# Exercise goal:
Beginning at the line containing "Question. Indicate one point on each instance of the kitchen", print every line until the records end, keeping each exactly as it is.
Extracted material: Begin
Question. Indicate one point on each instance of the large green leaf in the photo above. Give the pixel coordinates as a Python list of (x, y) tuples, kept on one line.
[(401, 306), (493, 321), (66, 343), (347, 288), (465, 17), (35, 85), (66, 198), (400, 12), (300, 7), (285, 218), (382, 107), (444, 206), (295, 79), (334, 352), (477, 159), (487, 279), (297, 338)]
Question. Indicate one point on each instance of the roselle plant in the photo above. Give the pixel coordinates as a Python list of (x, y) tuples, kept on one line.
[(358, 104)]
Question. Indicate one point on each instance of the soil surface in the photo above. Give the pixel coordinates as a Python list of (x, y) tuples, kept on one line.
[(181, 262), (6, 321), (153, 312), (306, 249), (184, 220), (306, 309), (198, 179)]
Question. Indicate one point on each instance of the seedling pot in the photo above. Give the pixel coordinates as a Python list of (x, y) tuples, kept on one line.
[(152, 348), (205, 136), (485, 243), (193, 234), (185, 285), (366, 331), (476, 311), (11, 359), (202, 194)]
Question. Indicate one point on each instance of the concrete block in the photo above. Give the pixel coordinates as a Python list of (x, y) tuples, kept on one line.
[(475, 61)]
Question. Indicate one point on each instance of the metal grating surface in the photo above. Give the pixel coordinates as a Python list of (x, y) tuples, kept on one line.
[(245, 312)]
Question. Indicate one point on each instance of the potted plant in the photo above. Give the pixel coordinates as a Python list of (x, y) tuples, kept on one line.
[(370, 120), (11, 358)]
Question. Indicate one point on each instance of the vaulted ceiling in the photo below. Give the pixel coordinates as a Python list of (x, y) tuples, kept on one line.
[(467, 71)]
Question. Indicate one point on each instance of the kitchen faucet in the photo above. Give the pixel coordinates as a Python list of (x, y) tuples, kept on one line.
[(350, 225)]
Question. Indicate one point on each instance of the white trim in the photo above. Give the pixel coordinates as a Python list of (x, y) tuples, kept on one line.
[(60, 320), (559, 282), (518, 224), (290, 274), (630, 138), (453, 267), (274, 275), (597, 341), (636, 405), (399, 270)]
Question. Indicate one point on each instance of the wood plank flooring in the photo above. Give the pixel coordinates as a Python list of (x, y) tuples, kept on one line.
Extracted material: End
# Output for this exercise:
Question. Indicate one point on each instance of the kitchen faucet in the photo above. Give the pixel coordinates as a Python list of (x, y) tuples, kept on one line.
[(350, 225)]
Question. Indicate one point on each instance of the white trim in the photo above. Give the pixel coordinates as a Python list of (x, y) tuples, kept on one line.
[(60, 320), (559, 282), (518, 224), (290, 274), (630, 138), (453, 267), (274, 275), (597, 341), (636, 405), (399, 270)]
Question. Indicate one point on each instance of the wood plank flooring in the photo above. Give the pixel coordinates as a Python list of (x, y) tuples, kept on one line.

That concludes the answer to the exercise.